(Region pointing data)
────────────────
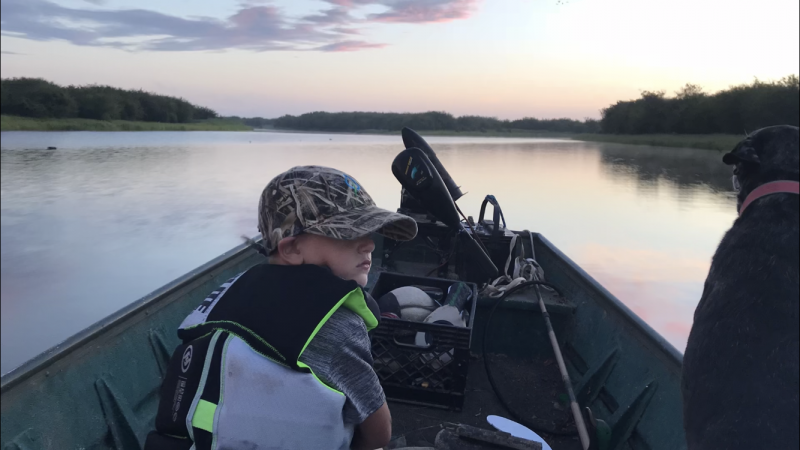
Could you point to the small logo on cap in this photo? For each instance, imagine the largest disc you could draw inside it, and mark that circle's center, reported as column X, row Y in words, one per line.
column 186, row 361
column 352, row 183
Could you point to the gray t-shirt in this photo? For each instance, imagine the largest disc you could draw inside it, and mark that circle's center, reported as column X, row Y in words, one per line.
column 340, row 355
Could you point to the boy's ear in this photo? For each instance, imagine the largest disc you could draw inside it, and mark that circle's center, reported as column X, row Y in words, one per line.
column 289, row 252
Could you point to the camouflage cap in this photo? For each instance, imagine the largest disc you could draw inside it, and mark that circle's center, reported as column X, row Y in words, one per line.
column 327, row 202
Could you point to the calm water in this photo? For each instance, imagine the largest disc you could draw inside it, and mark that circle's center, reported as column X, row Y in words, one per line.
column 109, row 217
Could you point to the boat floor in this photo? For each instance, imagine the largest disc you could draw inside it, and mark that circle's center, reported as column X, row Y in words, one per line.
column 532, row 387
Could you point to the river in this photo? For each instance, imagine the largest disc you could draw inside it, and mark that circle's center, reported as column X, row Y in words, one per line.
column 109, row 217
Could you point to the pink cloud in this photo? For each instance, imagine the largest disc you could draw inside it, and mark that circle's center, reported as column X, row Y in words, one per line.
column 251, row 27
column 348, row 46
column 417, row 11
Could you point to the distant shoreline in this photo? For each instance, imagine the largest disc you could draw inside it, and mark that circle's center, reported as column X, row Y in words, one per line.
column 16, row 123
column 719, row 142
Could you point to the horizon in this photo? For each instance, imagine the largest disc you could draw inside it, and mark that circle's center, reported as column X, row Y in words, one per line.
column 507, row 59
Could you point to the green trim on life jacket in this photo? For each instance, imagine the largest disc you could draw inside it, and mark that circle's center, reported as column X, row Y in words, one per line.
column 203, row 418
────────────────
• Problem to work on: We ask that the entries above be copied exactly, with the pictures omitted.

• Task output:
Could you point to the small logo on cap in this photo? For each instance, imagine the largest disc you could draw inside it, and mark that circle's center, reported as column X, row Y in words, one per line.
column 186, row 361
column 352, row 183
Could you point to the gray t-shirt in this photo? For each instance, imagine the largest disc you could draw inside it, and mark that circle's center, reported as column X, row Y in words, one per line.
column 340, row 355
Could you point to the boy's ear in this photo? For each instance, imagine the largest disc you could draw inside it, and mark that circle's center, reported as column X, row Y in words, one per line.
column 289, row 252
Could you point to the camouflage cap in this photo? For each instance, imagine the largest disc you could draw inside it, and mark that circle's center, reported as column X, row Y in words, one per line.
column 327, row 202
Could you point to the calm water in this photo? For each instance, imagine the largest disc you could draw inside it, and mark that circle's center, reported as column X, row Y in words, one per line.
column 109, row 217
Could you point to the boat floor in this photo? For each instance, imagine the largest disc you could draw inside it, and mark that circle's center, reported as column X, row Y in words, one per line.
column 532, row 387
Could you point to the river in this photo? For each instance, imagine the largest disc you could draw inside it, and mark that circle's center, reported as column X, row Y in words, one per line.
column 109, row 217
Could you point to the pink cloud in this photo? For each instance, imagine the largest disc you could draw inside it, and mark that circle's center, reported as column X, row Y in words, one per line.
column 251, row 27
column 348, row 46
column 417, row 11
Could you point to the distant shoreline in this photo? For each instance, imagine the largest disc you could draw inside it, and mark that circle's center, reported as column X, row Y in words, one per line.
column 16, row 123
column 719, row 142
Could you point to the horizon in this photo? For each instance, imagine the largest disc you could draw inside it, and mark that circle's center, reported as column X, row Y in words, one per line.
column 507, row 59
Could you point to the green trim on life jacket in this photo? For each instance, imagine the largest disc you could draw inside it, and mark that circle's center, reported as column X, row Y in words, one per line.
column 203, row 418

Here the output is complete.